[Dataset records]
-*-*-

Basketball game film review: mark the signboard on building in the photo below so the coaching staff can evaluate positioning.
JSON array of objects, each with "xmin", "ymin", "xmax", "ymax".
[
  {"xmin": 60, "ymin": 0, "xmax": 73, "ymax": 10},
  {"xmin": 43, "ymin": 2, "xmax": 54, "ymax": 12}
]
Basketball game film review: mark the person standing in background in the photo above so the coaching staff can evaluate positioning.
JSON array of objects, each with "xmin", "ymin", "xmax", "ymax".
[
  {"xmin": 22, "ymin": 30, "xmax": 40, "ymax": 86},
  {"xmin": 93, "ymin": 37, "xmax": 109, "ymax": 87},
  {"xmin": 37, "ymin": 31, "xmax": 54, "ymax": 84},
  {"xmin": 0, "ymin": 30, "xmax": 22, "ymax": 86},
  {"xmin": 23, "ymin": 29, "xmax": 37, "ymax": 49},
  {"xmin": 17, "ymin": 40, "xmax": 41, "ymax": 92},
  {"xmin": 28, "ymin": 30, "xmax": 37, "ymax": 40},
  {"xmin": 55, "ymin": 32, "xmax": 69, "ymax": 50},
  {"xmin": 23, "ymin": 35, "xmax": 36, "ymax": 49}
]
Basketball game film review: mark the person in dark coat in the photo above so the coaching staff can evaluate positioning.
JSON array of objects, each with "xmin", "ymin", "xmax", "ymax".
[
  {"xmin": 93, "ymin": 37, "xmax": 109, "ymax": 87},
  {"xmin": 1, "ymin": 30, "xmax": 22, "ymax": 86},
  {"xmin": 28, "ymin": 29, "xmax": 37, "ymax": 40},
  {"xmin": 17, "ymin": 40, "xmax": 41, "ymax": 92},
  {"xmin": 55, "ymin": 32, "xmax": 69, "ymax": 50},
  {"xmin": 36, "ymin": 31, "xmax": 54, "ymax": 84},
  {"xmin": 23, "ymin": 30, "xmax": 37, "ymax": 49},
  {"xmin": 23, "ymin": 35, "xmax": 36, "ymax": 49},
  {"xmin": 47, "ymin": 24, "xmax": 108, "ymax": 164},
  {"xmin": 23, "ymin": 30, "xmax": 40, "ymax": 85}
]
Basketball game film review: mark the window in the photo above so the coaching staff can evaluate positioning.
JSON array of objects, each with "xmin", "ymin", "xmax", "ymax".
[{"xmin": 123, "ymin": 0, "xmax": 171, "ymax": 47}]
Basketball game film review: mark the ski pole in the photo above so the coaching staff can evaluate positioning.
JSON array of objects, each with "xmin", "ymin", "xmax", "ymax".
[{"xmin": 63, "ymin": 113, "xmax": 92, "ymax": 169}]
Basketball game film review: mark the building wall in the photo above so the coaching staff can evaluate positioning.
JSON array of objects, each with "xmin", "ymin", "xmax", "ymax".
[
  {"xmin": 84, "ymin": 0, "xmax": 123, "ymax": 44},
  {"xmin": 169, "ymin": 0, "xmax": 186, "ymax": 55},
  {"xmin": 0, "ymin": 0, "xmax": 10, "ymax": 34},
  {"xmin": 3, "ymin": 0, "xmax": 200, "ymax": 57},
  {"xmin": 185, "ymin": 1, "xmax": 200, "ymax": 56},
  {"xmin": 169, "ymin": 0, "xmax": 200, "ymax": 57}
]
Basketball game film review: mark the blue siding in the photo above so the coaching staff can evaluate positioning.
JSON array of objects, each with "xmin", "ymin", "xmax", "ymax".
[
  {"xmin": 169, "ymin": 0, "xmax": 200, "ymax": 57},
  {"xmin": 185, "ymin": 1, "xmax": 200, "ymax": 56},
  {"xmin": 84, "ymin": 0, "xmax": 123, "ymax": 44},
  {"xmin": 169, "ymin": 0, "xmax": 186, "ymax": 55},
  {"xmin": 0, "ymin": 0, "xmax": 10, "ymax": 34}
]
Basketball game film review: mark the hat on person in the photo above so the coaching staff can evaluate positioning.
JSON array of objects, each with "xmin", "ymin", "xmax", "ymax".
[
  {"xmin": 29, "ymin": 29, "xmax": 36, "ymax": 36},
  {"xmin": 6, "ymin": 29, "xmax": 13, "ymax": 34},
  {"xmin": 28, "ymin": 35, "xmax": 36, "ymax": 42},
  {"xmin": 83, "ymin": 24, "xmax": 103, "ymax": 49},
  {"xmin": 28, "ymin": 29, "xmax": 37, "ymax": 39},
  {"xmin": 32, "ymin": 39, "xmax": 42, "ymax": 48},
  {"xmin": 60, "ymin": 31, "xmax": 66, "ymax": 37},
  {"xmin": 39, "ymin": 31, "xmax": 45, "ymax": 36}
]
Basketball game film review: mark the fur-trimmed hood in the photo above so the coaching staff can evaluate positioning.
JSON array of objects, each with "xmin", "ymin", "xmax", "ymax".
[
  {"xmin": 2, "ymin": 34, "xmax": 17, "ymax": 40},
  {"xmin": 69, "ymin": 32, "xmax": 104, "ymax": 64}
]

-*-*-

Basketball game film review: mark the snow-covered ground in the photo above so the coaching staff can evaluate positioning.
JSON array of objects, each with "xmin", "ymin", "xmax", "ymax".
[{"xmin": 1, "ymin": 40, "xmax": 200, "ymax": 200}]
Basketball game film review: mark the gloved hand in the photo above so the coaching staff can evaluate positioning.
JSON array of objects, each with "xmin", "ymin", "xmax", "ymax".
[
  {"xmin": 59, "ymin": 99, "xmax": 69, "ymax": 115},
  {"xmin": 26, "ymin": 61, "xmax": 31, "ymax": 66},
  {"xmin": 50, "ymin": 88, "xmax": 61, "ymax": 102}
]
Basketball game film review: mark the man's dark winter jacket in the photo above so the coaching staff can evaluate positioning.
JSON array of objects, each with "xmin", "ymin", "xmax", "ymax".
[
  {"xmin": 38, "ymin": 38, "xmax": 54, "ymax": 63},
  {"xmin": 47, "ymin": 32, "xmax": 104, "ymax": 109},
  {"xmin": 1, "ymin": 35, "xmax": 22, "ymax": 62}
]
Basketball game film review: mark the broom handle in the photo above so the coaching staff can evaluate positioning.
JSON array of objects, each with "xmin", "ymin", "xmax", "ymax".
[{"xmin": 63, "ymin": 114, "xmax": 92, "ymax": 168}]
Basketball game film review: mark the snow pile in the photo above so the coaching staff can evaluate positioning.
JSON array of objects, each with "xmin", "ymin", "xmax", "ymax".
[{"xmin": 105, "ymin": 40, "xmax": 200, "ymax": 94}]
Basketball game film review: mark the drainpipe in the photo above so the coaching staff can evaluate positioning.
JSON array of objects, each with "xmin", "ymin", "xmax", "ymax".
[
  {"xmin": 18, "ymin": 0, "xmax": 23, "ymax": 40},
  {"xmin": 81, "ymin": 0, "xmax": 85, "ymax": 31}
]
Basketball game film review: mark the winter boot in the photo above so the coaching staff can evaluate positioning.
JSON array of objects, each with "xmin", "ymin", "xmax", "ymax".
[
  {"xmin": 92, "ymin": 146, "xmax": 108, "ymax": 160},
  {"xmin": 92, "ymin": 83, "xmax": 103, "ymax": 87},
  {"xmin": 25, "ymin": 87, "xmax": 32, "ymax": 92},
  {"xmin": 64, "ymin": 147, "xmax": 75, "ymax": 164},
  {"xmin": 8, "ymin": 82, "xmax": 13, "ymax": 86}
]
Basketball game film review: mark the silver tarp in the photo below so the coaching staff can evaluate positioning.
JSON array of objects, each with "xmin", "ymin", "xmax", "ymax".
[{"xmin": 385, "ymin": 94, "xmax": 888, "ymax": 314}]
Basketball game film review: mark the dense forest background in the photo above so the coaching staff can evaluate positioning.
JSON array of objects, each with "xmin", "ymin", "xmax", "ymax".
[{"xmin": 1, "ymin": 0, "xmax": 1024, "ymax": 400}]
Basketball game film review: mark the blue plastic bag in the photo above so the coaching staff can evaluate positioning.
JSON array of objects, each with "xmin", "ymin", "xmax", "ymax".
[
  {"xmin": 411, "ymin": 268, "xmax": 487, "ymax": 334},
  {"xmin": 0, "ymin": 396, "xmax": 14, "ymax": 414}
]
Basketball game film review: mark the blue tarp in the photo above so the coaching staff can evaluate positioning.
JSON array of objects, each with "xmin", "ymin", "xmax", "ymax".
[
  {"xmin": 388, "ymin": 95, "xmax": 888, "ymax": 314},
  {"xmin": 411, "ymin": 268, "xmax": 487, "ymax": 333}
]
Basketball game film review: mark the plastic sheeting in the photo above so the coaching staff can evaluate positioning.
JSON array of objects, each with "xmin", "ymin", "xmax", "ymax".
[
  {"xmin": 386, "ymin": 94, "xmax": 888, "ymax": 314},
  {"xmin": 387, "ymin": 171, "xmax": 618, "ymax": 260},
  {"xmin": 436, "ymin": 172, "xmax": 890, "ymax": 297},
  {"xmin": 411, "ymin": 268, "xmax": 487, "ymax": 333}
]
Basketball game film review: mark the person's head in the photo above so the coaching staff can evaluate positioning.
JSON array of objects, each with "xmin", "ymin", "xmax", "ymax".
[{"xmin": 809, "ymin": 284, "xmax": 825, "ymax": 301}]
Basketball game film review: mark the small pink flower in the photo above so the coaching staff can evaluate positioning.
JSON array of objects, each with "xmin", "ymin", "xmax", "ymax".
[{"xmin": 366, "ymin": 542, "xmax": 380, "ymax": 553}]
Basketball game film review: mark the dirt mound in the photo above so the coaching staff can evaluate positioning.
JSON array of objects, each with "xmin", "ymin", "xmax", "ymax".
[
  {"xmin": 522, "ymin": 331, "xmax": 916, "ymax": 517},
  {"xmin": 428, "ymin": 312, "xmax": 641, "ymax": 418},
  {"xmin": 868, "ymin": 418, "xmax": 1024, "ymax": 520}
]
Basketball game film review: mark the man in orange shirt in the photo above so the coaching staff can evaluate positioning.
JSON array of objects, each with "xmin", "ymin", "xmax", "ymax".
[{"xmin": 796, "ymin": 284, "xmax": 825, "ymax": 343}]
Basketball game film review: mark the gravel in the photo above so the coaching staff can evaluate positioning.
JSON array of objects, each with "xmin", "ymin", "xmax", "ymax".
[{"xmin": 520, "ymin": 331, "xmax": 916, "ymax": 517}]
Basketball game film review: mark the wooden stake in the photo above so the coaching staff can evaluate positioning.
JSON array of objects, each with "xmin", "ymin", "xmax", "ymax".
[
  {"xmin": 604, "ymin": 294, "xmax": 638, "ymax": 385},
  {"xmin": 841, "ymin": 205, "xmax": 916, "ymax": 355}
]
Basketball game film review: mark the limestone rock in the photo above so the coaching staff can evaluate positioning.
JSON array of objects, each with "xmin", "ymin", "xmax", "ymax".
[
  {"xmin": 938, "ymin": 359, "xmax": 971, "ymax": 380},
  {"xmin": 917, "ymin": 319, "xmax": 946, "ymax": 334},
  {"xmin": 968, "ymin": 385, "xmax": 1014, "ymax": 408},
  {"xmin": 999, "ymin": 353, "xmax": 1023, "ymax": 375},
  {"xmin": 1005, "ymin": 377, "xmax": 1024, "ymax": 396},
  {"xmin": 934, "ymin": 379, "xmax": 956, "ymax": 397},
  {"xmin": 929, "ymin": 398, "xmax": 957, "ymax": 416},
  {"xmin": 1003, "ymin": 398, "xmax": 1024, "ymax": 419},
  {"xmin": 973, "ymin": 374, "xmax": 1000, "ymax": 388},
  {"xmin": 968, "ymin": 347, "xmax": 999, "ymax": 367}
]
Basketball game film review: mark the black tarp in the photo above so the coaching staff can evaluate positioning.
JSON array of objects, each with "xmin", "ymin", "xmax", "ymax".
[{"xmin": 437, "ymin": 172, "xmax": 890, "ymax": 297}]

-*-*-

* Aim of the task: Would you filter the records and copy out each line containing "winter"?

* Response:
Basketball game film review: mark the man's dark winter jacket in the photo above so the coaching staff can evaluate positioning.
Basketball game film review: mark the winter boot in the photo above so the coaching staff can evaluate positioning.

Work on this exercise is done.